Point localization data:
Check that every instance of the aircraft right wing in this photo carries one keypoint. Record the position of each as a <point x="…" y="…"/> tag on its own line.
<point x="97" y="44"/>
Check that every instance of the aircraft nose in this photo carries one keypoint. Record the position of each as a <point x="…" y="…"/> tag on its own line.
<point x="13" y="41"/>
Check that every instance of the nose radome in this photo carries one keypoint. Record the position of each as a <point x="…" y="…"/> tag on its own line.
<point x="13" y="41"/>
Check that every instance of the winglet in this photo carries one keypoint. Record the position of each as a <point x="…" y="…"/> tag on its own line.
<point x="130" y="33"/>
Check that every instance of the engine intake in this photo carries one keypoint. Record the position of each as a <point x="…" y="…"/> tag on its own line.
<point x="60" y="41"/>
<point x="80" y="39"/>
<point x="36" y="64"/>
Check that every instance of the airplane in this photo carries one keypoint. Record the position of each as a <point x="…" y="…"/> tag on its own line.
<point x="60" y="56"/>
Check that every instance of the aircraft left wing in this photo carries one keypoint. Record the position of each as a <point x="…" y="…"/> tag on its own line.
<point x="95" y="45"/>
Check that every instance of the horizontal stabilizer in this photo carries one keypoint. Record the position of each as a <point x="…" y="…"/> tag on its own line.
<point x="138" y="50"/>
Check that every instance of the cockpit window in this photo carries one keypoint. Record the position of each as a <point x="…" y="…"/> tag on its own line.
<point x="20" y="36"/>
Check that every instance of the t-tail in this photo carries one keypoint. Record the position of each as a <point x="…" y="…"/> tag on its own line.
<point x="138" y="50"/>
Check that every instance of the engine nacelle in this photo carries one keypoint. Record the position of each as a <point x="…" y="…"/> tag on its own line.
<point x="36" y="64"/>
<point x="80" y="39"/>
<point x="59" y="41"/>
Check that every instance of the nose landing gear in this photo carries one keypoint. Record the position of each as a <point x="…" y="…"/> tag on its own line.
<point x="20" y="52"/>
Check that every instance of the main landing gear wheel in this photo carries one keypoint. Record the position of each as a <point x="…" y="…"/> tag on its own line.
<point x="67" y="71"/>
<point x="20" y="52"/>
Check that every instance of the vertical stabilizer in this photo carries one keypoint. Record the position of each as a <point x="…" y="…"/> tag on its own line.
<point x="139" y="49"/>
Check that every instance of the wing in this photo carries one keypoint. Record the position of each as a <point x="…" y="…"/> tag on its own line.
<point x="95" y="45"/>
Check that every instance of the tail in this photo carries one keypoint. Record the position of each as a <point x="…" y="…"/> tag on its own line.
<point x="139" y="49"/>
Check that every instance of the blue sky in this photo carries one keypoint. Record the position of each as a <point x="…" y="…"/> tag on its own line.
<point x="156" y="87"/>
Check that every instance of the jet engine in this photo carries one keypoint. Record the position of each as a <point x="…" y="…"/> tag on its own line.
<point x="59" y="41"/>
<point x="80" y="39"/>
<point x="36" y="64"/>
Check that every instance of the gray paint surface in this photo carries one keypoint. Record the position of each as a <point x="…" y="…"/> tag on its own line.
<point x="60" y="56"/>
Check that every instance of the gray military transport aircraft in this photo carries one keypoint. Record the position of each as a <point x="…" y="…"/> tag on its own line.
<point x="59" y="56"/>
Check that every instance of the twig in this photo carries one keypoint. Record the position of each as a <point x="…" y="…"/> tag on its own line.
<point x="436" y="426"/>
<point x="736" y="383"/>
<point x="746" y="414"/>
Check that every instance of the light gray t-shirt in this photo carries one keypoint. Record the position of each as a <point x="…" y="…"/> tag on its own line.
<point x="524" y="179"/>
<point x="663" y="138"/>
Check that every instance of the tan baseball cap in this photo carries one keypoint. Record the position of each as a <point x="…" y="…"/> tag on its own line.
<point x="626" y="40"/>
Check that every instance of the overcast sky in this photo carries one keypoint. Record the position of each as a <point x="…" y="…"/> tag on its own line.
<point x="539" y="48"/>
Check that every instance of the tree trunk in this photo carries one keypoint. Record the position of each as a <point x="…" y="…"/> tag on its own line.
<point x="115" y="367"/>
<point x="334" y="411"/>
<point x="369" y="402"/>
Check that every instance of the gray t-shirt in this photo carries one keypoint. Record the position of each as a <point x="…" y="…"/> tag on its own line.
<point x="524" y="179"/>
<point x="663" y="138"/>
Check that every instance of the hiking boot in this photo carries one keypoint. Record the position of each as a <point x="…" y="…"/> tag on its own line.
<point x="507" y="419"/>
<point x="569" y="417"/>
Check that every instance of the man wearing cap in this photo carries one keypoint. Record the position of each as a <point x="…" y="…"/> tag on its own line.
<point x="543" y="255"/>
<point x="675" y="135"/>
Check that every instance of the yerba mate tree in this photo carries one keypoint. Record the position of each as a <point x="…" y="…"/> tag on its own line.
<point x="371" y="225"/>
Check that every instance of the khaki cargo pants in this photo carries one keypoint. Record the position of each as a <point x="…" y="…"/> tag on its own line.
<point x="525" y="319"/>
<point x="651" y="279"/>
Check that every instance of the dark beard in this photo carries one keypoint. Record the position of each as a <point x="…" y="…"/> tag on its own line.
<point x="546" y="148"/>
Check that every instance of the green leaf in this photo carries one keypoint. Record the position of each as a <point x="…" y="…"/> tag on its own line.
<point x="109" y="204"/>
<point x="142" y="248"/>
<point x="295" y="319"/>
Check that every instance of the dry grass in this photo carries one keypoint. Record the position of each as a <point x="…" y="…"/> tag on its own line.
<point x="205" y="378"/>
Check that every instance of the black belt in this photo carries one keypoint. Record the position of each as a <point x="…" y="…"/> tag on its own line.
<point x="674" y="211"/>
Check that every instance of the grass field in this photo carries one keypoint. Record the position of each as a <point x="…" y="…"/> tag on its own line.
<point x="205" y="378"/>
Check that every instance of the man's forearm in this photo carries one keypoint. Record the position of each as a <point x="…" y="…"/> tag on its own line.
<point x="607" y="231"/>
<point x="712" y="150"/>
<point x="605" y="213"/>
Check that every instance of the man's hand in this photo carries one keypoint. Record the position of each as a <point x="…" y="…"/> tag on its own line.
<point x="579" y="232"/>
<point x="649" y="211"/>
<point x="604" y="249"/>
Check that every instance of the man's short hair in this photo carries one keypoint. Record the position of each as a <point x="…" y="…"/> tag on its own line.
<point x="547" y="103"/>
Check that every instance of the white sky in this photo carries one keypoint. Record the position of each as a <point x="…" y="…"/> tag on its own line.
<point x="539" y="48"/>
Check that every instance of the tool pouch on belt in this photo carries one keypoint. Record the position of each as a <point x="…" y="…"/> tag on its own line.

## Your objective
Using the data above, repeat every line exactly.

## Completed task
Check that every instance of the aircraft right wing in this photo carries one keypoint. Record the position of each as a <point x="…" y="…"/> tag on its own line.
<point x="97" y="44"/>
Check that every instance of the aircraft nose in this photo carries one keypoint. Record the position of each as a <point x="…" y="…"/> tag on its own line.
<point x="13" y="41"/>
Check that every instance of the nose radome in this photo carries one keypoint. Record the position of each as a <point x="…" y="…"/> tag on its own line.
<point x="13" y="41"/>
Check that every instance of the winglet in this photo carries one keypoint. Record the position of each as a <point x="…" y="…"/> tag on its own line.
<point x="130" y="33"/>
Check that every instance of the engine intake in this photo carries one keypoint. Record the position of each as a <point x="…" y="…"/> tag on its own line.
<point x="60" y="41"/>
<point x="80" y="39"/>
<point x="36" y="64"/>
Check that every instance of the airplane in this photo carries one keypoint. Record the position of each as a <point x="…" y="…"/> tag on its own line.
<point x="60" y="56"/>
Check that every instance of the aircraft left wing in this photo carries one keypoint. Record the position of each as a <point x="…" y="…"/> tag on its own line.
<point x="95" y="45"/>
Check that every instance of the horizontal stabilizer in this photo carries one keypoint. Record the position of each as a <point x="…" y="…"/> tag on its own line.
<point x="138" y="50"/>
Check that every instance of the cockpit window in this photo carries one keypoint. Record the position of each as a <point x="…" y="…"/> tag on its own line.
<point x="20" y="36"/>
Check that every instance of the t-tail in this photo carries one keypoint. Record the position of each as a <point x="…" y="…"/> tag on its own line.
<point x="138" y="50"/>
Check that every instance of the engine nacelle in this photo carries one keypoint. Record the position of each as a <point x="…" y="…"/> tag on its own line.
<point x="36" y="64"/>
<point x="80" y="39"/>
<point x="59" y="41"/>
Check that every instance of the nose landing gear in this photo carries one keypoint. Record the position of each as a <point x="…" y="…"/> tag on its own line.
<point x="20" y="52"/>
Check that every instance of the main landing gear wheel in this photo carries one keypoint. Record the position of each as a <point x="…" y="…"/> tag on its own line.
<point x="67" y="71"/>
<point x="20" y="52"/>
Check that every instance of the vertical stabilizer in this photo carries one keypoint. Record the position of each as a <point x="…" y="…"/> tag on its own line.
<point x="139" y="49"/>
Check that every instance of the wing in this photo carries one keypoint. Record the position of each as a <point x="…" y="…"/> tag on its own line.
<point x="95" y="45"/>
Check that every instance of the tail in this photo carries one keypoint. Record the position of each as a <point x="…" y="…"/> tag on its own line.
<point x="139" y="49"/>
Check that every instance of the blue sky in this photo carries one keypoint. Record the position of each as a <point x="…" y="…"/> tag on its own line.
<point x="156" y="87"/>
Check that every instance of the jet engine in this photo carries one keypoint. Record the position of each as a <point x="…" y="…"/> tag on its own line.
<point x="59" y="41"/>
<point x="80" y="39"/>
<point x="36" y="64"/>
Check that every instance of the gray paint surface in this photo carries one keypoint. Record the position of each as a <point x="…" y="…"/> tag on its own line.
<point x="60" y="56"/>
Check that every instance of the gray military transport aircraft in this photo carries one keypoint. Record the position of each as a <point x="…" y="…"/> tag on its own line.
<point x="59" y="56"/>
Check that every instance of the twig in this photo carries one keypoint. Record the position of each as a <point x="…" y="…"/> tag on its own line.
<point x="436" y="426"/>
<point x="736" y="383"/>
<point x="746" y="414"/>
Check that every instance of the light gray t-shirt in this photo carries one keypoint. Record the position of each as a <point x="…" y="…"/> tag on its own line.
<point x="524" y="179"/>
<point x="663" y="138"/>
Check that every instance of the tan baseball cap in this photo carries one keypoint. Record the position of each as a <point x="…" y="…"/> tag on its own line.
<point x="626" y="40"/>
Check that every instance of the overcast sky in this photo carries one keypoint. Record the position of each as a <point x="…" y="…"/> tag on its own line.
<point x="539" y="48"/>
Check that every instance of the tree trunk in this photo carries one keypoint. Record the position of each as a <point x="…" y="…"/> tag on its own line.
<point x="115" y="367"/>
<point x="334" y="411"/>
<point x="369" y="402"/>
Check that every instance of the gray t-shirt in this photo carries one keypoint. Record the position of each as a <point x="…" y="…"/> tag on its own line.
<point x="524" y="179"/>
<point x="663" y="138"/>
Check that every instance of the hiking boot in this photo carries one keypoint. Record the position of each as a <point x="…" y="…"/> tag on its own line.
<point x="507" y="419"/>
<point x="569" y="417"/>
Check that every instance of the man wearing cap in this photo carries one keypoint. Record the position of each as a <point x="…" y="…"/> tag on its own line.
<point x="543" y="255"/>
<point x="675" y="135"/>
Check that every instance of the yerba mate tree in this photo carries one keypoint. Record the position of each as a <point x="…" y="…"/> tag on its own line.
<point x="371" y="225"/>
Check that every instance of the khaki cargo pants in this photo carries one keypoint. Record the position of each as a <point x="…" y="…"/> tag on its own line.
<point x="525" y="319"/>
<point x="651" y="279"/>
Check that every instance of the dark beard in this photo carries one keypoint. Record the position of each as a <point x="…" y="…"/> tag on its own line.
<point x="546" y="148"/>
Check that every instance of the green leaf in this photo carries one keypoint. Record the position of each as a <point x="…" y="…"/> tag on its own line.
<point x="109" y="204"/>
<point x="142" y="248"/>
<point x="295" y="319"/>
Check that every instance of the dry grass in this photo carries one keypoint. Record the position of each as a <point x="…" y="…"/> tag on its own line.
<point x="205" y="378"/>
Check that every instance of the black belt in this photo carries one keypoint. Record the position of each as a <point x="…" y="…"/> tag on its own line.
<point x="674" y="211"/>
Check that every instance of the grass field in this photo carries one keypoint. Record the position of each as a <point x="…" y="…"/> tag on its own line.
<point x="205" y="378"/>
Check that every instance of the man's forearm in this photo carries one keypoint. Record the position of each as a <point x="…" y="…"/> tag on its own line.
<point x="607" y="231"/>
<point x="712" y="150"/>
<point x="605" y="213"/>
Check that every instance of the man's hand in this photo carries one keypoint. Record the position of each as a <point x="…" y="…"/> tag on its own line.
<point x="579" y="232"/>
<point x="649" y="211"/>
<point x="604" y="249"/>
Check that every instance of the man's short hair in this photo carries one keypoint. Record the position of each as a <point x="…" y="…"/> tag on its own line.
<point x="547" y="103"/>
Check that every instance of the white sky in this photo carries one keypoint. Record the position of each as a <point x="…" y="…"/> tag on its own line.
<point x="539" y="48"/>
Check that every instance of the tool pouch on belt in this photo carries one keypoint. Record the position of each as a <point x="…" y="…"/> tag on its own line.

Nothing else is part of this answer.